* _Task instructions_
From the post on Iran's underwater missile, reproduce verbatim the passage that begins with the words containing "Monday, April 03, 2006" and ends with "the VA-111 Shkval.".
══ Source extract ══
Monday, April 03, 2006

Russian Roots for Iran's "Underwater Missile"


Defense Tech: Russian Roots for Iran's "Underwater Missile" - The Shkval

I have observed in the recent past that Russia is becoming quite aggressive with renewing its ties as the arms supplier of the Middle East. This has been particularly evident with its supplying of nuclear technology to Iran, as well as playing softball with Iranian efforts to refine their own uranium. Then, to help Iran protect any legal (or illegal) efforts to refine uranium, the also sell Iran anti-ballastic missle technology.

And now it turns out, the Iranian weapons system that recently was tested has a Russian origin as well - the VA-111 Shkval.

Iran said Sunday that it had test-fired what it described as a sonar-evading underwater missile [video of the test here]...

The new missile is among the world's fastest and can outpace an enemy warship, Gen. Ali Fadavi of the country's elite Revolutionary Guards told state television.

General Fadavi said only one other country, Russia, had a missile that moved underwater as fast as the Iranian one, which he said had a speed of about 225 miles per hour.
═══
══ Source data ══
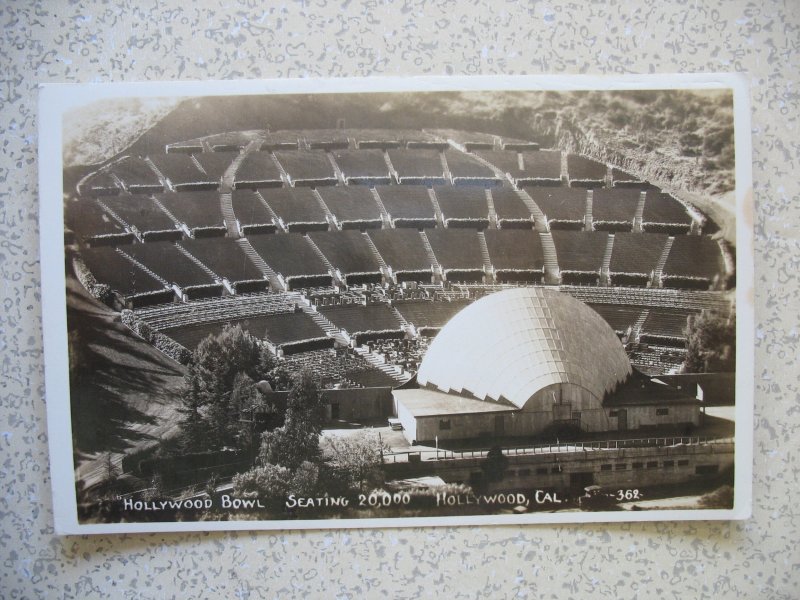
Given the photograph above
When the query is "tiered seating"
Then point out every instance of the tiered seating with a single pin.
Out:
(297, 208)
(186, 147)
(101, 183)
(325, 139)
(665, 327)
(294, 332)
(359, 319)
(136, 176)
(458, 252)
(620, 178)
(614, 209)
(143, 216)
(635, 257)
(125, 278)
(403, 252)
(181, 172)
(657, 360)
(257, 170)
(377, 138)
(404, 353)
(306, 167)
(225, 257)
(334, 366)
(685, 299)
(542, 167)
(252, 213)
(463, 206)
(231, 141)
(511, 211)
(621, 318)
(352, 206)
(585, 172)
(466, 169)
(429, 315)
(215, 163)
(471, 140)
(362, 166)
(695, 261)
(580, 255)
(291, 257)
(349, 253)
(407, 205)
(87, 219)
(662, 212)
(507, 162)
(421, 166)
(166, 261)
(514, 145)
(515, 254)
(564, 208)
(280, 140)
(200, 212)
(218, 310)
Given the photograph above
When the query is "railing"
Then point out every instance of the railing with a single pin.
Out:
(556, 448)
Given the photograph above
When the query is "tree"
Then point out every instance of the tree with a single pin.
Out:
(357, 458)
(710, 343)
(273, 483)
(213, 397)
(297, 440)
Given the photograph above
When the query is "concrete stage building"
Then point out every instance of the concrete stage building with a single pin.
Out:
(520, 361)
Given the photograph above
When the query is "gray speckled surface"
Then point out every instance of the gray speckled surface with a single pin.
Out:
(118, 40)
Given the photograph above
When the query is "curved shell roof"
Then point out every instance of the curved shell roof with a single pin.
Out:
(511, 344)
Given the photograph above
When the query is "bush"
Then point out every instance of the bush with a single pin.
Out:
(720, 498)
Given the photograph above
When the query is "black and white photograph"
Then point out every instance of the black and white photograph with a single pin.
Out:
(404, 302)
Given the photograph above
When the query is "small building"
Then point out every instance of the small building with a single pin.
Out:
(521, 361)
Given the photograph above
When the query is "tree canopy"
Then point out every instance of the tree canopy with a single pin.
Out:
(710, 344)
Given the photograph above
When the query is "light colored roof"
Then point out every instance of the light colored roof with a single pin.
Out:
(426, 403)
(511, 344)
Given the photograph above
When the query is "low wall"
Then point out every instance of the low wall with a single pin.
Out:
(621, 467)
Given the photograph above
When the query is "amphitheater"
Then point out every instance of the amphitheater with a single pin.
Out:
(347, 251)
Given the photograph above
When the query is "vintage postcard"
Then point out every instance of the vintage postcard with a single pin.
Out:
(397, 301)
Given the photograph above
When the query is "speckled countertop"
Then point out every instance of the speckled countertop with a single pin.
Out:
(116, 40)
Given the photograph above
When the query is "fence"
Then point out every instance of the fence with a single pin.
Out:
(556, 448)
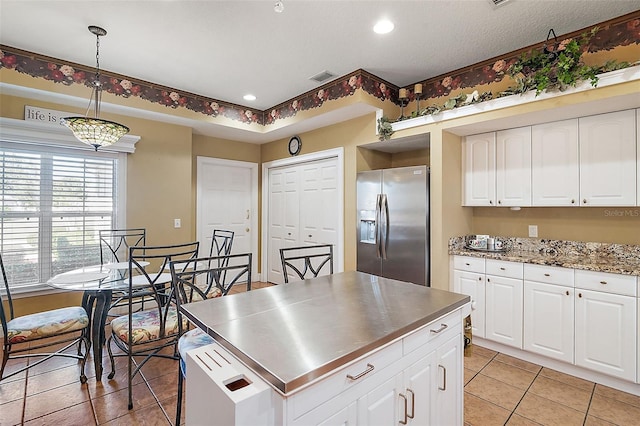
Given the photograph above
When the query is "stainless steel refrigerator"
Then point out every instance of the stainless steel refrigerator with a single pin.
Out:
(393, 223)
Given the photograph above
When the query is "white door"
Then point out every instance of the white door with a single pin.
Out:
(479, 159)
(513, 167)
(472, 284)
(503, 310)
(227, 199)
(303, 207)
(318, 193)
(554, 163)
(606, 333)
(283, 202)
(608, 159)
(548, 320)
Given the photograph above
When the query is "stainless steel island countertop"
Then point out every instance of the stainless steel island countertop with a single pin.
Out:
(294, 333)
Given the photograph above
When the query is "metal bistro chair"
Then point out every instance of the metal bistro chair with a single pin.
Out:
(114, 250)
(221, 245)
(199, 279)
(144, 334)
(41, 330)
(306, 261)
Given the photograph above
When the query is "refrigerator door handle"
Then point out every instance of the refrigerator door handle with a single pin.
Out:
(377, 229)
(385, 225)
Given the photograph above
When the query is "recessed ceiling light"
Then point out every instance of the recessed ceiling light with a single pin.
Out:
(383, 26)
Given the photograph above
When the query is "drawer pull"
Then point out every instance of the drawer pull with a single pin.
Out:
(444, 381)
(369, 369)
(404, 398)
(413, 404)
(442, 328)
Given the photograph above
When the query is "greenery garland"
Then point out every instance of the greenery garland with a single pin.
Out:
(542, 71)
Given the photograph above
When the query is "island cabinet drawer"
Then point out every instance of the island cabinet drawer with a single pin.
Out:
(468, 263)
(438, 330)
(503, 268)
(360, 371)
(606, 282)
(549, 274)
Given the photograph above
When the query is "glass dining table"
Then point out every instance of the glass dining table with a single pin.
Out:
(97, 284)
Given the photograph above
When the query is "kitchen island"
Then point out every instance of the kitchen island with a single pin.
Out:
(351, 347)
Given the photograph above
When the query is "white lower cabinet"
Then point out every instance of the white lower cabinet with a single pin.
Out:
(585, 318)
(346, 417)
(548, 320)
(469, 279)
(447, 406)
(472, 284)
(503, 310)
(380, 405)
(606, 333)
(422, 387)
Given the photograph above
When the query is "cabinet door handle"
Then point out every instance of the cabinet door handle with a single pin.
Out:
(413, 404)
(442, 327)
(444, 381)
(368, 370)
(404, 422)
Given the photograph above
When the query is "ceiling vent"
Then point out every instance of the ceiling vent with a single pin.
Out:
(321, 77)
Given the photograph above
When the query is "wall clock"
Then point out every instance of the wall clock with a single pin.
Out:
(295, 144)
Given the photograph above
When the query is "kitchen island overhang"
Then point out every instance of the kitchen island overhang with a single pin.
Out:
(295, 335)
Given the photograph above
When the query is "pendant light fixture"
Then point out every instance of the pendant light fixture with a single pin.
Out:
(93, 130)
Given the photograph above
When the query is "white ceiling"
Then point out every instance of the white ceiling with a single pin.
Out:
(226, 49)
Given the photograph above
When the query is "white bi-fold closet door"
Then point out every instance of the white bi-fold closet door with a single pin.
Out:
(304, 203)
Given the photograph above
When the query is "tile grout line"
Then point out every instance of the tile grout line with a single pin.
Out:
(586, 414)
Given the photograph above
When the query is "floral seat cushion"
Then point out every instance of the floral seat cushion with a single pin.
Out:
(146, 326)
(192, 339)
(46, 324)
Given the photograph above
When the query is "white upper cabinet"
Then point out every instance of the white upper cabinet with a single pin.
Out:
(608, 159)
(513, 167)
(479, 166)
(554, 164)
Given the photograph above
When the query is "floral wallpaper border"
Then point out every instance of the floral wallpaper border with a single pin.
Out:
(621, 31)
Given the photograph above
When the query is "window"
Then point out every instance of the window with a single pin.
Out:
(53, 202)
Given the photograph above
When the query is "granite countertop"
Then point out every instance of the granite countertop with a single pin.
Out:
(599, 257)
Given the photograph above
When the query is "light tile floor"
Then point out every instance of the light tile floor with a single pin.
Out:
(502, 390)
(499, 390)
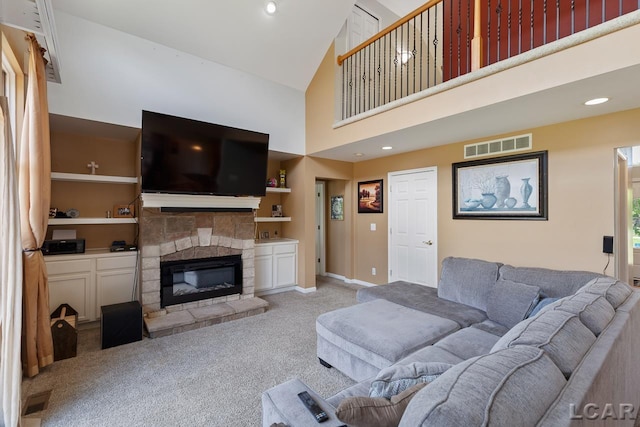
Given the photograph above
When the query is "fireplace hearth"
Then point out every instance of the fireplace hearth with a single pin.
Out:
(190, 280)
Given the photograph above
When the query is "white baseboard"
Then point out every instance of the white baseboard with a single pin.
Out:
(354, 281)
(274, 291)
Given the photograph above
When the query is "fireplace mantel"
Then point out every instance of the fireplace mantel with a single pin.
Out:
(161, 200)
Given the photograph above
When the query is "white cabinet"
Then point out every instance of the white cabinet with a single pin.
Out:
(276, 265)
(88, 281)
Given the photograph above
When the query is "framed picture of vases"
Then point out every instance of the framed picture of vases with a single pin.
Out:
(509, 187)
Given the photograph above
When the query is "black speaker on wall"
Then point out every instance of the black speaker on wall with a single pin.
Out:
(120, 324)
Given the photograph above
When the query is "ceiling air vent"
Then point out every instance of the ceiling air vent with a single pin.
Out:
(498, 146)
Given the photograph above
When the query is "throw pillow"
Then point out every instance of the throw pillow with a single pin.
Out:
(542, 304)
(396, 379)
(467, 281)
(375, 411)
(509, 302)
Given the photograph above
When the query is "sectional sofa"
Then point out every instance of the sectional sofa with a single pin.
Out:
(492, 345)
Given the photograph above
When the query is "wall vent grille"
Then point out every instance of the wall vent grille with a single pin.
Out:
(498, 146)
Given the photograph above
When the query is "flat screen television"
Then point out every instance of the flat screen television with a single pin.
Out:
(184, 156)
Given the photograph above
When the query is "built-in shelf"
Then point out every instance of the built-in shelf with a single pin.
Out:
(86, 221)
(79, 177)
(278, 190)
(272, 219)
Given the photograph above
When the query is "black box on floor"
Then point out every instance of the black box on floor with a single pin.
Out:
(64, 321)
(120, 324)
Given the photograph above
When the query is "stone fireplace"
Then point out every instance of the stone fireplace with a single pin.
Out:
(198, 279)
(171, 239)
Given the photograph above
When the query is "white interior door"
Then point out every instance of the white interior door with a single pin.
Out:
(320, 251)
(413, 226)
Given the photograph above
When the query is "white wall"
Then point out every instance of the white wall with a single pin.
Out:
(110, 76)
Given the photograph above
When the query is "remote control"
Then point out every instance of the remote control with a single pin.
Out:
(313, 407)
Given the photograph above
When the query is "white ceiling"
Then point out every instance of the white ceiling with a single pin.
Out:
(286, 48)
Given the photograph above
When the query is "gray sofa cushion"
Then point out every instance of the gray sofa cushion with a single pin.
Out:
(494, 389)
(467, 281)
(468, 342)
(552, 283)
(592, 309)
(615, 291)
(397, 378)
(559, 333)
(423, 298)
(364, 411)
(510, 302)
(491, 327)
(430, 353)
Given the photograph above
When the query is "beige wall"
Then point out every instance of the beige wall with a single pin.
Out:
(581, 173)
(569, 65)
(71, 153)
(339, 233)
(581, 201)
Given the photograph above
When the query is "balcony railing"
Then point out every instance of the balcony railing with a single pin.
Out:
(445, 39)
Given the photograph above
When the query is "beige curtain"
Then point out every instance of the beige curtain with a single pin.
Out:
(10, 278)
(34, 179)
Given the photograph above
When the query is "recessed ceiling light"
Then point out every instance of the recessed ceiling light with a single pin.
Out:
(271, 7)
(596, 101)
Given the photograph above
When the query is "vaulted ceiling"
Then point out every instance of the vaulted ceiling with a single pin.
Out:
(286, 47)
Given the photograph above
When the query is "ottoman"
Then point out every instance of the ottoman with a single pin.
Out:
(362, 339)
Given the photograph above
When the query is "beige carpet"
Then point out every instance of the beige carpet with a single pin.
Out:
(212, 376)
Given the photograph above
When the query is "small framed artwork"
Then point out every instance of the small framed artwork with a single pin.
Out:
(510, 187)
(337, 208)
(123, 211)
(370, 196)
═══
* _Exercise response_
Monday, April 03, 2006

Russian Roots for Iran's "Underwater Missile"


Defense Tech: Russian Roots for Iran's "Underwater Missile" - The Shkval

I have observed in the recent past that Russia is becoming quite aggressive with renewing its ties as the arms supplier of the Middle East. This has been particularly evident with its supplying of nuclear technology to Iran, as well as playing softball with Iranian efforts to refine their own uranium. Then, to help Iran protect any legal (or illegal) efforts to refine uranium, the also sell Iran anti-ballastic missle technology.

And now it turns out, the Iranian weapons system that recently was tested has a Russian origin as well - the VA-111 Shkval.